Task instructions | Reproduce every line of the data below, from the line containing "Your task is to locate every instance of wall" down to the line containing "(8, 0), (36, 14)", both included and with the requests kept in. Offset each coordinate in the answers by 79, leaving the requests and their sample coordinates as they are.

Dataset entries |

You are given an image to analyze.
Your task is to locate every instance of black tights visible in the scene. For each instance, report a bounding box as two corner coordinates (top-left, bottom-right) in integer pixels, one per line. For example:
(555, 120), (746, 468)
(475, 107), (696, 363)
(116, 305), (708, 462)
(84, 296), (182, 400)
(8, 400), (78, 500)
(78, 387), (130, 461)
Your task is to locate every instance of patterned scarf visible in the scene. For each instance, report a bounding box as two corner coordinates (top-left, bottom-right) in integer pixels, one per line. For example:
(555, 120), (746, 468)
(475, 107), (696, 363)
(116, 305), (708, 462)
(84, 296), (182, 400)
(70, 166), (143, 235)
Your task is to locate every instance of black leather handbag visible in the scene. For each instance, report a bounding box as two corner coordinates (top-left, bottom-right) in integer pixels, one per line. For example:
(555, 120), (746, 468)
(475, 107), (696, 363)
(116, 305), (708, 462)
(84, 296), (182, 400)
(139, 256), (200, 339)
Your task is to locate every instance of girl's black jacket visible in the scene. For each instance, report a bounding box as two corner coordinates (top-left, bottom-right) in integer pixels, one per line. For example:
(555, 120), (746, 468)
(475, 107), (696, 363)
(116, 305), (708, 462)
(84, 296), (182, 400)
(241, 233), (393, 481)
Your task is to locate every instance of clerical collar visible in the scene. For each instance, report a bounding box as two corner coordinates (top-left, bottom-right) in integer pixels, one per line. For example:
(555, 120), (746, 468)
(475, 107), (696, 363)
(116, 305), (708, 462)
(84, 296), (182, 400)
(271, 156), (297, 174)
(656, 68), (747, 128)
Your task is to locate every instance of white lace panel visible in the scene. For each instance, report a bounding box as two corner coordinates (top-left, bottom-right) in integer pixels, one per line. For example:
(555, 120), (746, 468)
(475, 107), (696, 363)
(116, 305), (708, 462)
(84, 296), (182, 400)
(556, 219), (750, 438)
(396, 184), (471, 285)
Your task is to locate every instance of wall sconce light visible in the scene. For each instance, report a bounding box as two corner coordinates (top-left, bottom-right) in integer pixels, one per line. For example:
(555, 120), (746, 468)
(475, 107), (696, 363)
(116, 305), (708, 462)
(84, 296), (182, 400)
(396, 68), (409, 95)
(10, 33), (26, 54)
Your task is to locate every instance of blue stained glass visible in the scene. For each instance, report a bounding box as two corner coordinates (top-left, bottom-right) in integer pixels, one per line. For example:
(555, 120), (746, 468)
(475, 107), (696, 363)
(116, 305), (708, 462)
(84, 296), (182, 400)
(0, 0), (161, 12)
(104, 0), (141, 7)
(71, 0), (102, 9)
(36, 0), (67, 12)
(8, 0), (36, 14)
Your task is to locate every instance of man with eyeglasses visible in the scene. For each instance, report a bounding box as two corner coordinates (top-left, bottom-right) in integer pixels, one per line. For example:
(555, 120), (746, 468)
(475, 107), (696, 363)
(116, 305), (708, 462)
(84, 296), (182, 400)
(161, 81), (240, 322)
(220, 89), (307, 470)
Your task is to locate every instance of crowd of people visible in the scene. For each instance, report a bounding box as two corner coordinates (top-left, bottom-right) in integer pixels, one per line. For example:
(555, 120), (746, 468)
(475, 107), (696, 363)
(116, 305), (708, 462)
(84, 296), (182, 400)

Output below |
Your task is to locate every instance of wall sconce light visible in the scene. For each instance, report a bounding box as two corner coordinates (top-left, bottom-right) in integer pixels, one per line. For example:
(555, 120), (746, 468)
(475, 107), (696, 363)
(116, 305), (708, 462)
(84, 296), (182, 400)
(475, 147), (488, 174)
(89, 112), (105, 133)
Your task is to locate every instance of blue stained glass visible in the scene. For each instance, report a bounding box as two corner coordinates (top-left, bottom-right) in integer pixels, one per line. For example:
(555, 120), (746, 468)
(475, 107), (696, 363)
(116, 305), (708, 462)
(84, 296), (182, 400)
(79, 79), (240, 91)
(183, 79), (220, 86)
(150, 79), (181, 88)
(115, 79), (146, 91)
(87, 79), (115, 93)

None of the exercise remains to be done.